Give again, word for word, every line in the entries below from the line with "What to detect: palm fruit cluster" up to and including the line with "What to detect: ridged fruit surface", and no other line.

Collected data:
>>>
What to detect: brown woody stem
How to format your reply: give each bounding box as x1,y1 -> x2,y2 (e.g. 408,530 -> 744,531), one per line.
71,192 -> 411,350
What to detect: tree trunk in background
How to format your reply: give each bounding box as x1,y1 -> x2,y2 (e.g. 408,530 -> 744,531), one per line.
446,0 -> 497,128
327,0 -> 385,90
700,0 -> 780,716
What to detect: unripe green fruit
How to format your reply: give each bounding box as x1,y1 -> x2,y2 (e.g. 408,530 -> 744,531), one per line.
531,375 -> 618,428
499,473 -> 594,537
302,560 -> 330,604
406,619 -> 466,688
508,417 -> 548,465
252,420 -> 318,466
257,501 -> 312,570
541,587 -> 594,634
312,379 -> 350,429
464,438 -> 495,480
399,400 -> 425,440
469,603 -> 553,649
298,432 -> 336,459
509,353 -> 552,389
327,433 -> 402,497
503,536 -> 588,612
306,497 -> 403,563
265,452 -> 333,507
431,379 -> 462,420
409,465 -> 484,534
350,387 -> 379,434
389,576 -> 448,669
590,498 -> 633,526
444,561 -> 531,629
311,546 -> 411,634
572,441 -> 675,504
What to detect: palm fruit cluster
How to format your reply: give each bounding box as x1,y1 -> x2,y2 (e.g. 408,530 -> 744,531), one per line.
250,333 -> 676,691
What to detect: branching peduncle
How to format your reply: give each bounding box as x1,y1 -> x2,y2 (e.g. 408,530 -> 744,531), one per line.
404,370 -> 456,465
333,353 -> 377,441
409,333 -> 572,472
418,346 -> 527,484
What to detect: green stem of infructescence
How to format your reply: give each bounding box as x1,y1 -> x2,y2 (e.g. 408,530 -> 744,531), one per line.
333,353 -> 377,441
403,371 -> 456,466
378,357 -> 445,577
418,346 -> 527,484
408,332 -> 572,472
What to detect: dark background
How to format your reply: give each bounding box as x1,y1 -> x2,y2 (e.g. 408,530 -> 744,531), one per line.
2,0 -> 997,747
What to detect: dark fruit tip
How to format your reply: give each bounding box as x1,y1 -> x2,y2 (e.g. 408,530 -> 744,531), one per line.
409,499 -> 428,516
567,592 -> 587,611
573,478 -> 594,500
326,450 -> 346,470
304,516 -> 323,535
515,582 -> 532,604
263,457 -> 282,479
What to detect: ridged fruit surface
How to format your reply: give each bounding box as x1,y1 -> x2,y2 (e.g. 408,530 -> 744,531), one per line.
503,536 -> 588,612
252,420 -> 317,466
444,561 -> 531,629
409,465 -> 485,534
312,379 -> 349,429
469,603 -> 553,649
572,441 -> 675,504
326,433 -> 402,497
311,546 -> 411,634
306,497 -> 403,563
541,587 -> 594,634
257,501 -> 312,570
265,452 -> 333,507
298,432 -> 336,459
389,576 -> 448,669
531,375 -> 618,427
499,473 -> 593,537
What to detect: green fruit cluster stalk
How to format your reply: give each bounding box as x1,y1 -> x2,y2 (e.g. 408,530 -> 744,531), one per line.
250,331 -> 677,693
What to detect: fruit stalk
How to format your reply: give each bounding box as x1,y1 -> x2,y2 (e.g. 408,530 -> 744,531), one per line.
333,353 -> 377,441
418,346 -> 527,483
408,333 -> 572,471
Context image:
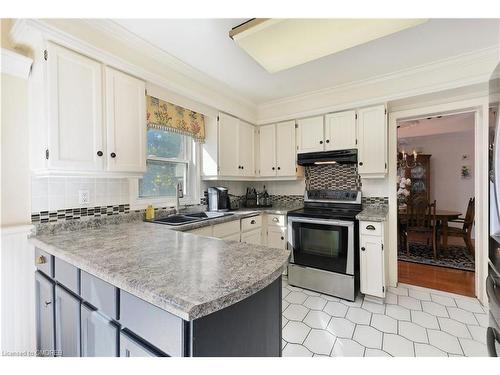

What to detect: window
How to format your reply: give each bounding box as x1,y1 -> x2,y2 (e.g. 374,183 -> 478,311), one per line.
134,128 -> 199,206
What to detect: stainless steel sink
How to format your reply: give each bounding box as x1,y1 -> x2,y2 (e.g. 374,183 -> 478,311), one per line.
148,212 -> 234,226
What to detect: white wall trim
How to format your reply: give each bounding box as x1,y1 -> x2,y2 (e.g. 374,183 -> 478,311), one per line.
387,97 -> 489,306
10,19 -> 257,124
257,45 -> 499,124
0,48 -> 32,79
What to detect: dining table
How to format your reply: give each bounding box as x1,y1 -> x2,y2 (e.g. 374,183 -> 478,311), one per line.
398,207 -> 462,251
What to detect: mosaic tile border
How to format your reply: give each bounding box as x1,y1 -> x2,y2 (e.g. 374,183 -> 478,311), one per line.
31,204 -> 131,224
305,164 -> 361,191
362,196 -> 389,207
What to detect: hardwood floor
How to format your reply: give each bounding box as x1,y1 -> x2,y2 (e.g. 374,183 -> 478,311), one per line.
398,261 -> 475,297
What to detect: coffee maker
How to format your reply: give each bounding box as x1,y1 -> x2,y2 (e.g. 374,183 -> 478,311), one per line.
207,187 -> 230,212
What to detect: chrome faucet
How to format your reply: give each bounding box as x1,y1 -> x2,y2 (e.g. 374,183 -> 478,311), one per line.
175,182 -> 184,214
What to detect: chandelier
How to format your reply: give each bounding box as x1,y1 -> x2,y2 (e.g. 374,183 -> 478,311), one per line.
398,149 -> 420,169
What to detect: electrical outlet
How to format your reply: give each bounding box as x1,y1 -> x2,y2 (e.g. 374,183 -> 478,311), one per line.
78,190 -> 90,205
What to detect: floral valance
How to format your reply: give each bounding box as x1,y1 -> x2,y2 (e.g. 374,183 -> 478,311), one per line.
146,95 -> 205,143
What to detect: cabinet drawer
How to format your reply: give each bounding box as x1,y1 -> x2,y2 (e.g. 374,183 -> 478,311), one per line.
188,226 -> 213,237
213,220 -> 240,238
55,258 -> 80,295
360,221 -> 382,236
120,291 -> 183,357
241,215 -> 262,232
35,248 -> 54,278
267,214 -> 286,227
81,272 -> 118,320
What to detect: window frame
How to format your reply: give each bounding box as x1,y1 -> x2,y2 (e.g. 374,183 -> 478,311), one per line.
129,131 -> 201,210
<<<
— ANSWER TO THE EXERCISE —
What to detect: palm fruit cluster
How to format your reply: give each bounding box as x1,y1 -> x2,y2 (e.g. 408,530 -> 744,531), one per line.
250,333 -> 676,691
What to detect: branching peduncle
How to format your reply: give each bounding box as x1,y1 -> x2,y2 (e.g. 408,530 -> 744,531), one per line.
404,370 -> 456,465
333,353 -> 377,441
409,333 -> 572,472
418,346 -> 527,484
What to detect: green stem of infructescence
How to format your reply: give each bounding box as x1,y1 -> x2,y2 (e.g. 408,530 -> 744,531), one per line.
333,353 -> 377,441
403,371 -> 456,466
378,357 -> 445,577
418,346 -> 527,484
408,332 -> 572,472
What to detect: dark background
How to format your reply: give each bounding box as x1,y1 -> x2,y2 (e.g. 408,530 -> 744,531), one per line.
2,0 -> 997,747
What to detect: dark fruit tip
How to format your reply: give each bounding box as x1,y1 -> x2,y2 (e.g. 408,530 -> 744,531), one per line.
409,499 -> 428,516
567,592 -> 587,611
573,478 -> 594,500
326,450 -> 346,470
304,516 -> 323,535
515,582 -> 532,604
263,457 -> 282,479
What to detect: ridged fruit surface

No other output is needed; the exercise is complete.